"""
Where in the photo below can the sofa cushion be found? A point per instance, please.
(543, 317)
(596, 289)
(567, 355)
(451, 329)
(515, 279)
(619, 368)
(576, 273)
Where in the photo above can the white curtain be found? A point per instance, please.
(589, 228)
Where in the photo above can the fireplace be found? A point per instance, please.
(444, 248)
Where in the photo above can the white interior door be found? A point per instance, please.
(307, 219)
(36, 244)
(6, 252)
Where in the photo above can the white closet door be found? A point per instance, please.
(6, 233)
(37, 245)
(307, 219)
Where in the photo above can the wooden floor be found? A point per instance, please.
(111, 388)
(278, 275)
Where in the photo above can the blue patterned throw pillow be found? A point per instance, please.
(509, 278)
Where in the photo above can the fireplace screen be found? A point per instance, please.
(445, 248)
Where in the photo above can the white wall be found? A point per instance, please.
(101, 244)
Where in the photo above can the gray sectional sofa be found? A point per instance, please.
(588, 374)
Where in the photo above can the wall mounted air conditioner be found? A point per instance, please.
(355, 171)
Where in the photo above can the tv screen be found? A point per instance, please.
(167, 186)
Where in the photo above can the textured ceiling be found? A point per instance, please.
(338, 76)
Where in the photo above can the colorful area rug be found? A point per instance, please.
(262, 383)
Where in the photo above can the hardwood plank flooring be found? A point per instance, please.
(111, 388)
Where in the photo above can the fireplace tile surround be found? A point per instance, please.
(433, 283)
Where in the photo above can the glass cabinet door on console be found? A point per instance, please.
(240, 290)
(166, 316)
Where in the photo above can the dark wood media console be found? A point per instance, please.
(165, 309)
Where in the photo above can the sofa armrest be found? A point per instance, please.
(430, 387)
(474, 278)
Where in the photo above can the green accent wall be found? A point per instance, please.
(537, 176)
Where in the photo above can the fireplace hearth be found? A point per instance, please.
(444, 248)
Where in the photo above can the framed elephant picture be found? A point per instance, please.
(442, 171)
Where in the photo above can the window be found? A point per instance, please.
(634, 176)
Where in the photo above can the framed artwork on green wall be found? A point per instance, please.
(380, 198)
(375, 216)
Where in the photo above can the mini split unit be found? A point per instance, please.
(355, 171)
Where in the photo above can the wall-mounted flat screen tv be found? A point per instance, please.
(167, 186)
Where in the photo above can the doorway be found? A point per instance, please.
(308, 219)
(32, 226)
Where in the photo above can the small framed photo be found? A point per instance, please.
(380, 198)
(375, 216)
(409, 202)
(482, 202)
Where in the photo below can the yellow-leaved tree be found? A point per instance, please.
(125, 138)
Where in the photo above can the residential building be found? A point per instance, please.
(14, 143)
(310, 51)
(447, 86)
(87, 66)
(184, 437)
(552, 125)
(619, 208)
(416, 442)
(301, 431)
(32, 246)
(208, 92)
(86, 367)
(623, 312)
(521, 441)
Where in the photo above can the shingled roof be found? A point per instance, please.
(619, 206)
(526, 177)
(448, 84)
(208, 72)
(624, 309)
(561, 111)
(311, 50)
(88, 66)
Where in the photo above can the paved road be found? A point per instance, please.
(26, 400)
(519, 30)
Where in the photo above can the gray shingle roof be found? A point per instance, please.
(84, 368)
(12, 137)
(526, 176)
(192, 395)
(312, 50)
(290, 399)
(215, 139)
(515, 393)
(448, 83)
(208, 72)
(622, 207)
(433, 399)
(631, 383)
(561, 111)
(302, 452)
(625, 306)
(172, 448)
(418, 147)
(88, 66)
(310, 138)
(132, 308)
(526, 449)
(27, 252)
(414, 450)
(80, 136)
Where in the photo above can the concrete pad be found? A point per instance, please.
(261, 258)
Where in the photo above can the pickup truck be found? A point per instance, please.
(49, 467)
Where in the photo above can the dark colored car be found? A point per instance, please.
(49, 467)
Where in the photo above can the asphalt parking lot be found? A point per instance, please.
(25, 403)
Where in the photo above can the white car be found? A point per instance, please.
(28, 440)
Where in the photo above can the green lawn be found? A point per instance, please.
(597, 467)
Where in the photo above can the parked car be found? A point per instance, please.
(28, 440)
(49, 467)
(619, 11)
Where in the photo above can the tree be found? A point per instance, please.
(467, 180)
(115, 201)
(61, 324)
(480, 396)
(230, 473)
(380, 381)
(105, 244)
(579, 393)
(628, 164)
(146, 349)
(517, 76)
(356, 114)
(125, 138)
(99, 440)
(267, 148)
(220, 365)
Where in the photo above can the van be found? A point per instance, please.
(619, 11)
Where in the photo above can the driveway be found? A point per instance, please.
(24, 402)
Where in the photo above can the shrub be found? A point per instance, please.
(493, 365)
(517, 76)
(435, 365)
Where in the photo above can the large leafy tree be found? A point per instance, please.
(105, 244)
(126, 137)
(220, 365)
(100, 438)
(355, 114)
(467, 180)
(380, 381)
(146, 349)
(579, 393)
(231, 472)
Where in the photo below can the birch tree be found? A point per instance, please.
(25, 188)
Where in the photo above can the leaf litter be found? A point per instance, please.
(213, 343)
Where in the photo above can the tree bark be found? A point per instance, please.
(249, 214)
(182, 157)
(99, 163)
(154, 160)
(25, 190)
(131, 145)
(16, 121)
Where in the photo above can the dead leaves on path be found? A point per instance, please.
"""
**What you are asked to do**
Copy out the records from the line containing "Where in the photo above can the leaf" through the end, requests included, and shift every coordinate in the answers up by 137.

**The answer**
Where in the photo above can the leaf litter be found? A point per instance, please.
(350, 480)
Where in the photo above can the tree bark be found? A point per instance, please.
(386, 351)
(319, 294)
(236, 300)
(291, 297)
(162, 327)
(268, 282)
(153, 258)
Where in the photo above can the dead leaves on path be found? A point per instance, please.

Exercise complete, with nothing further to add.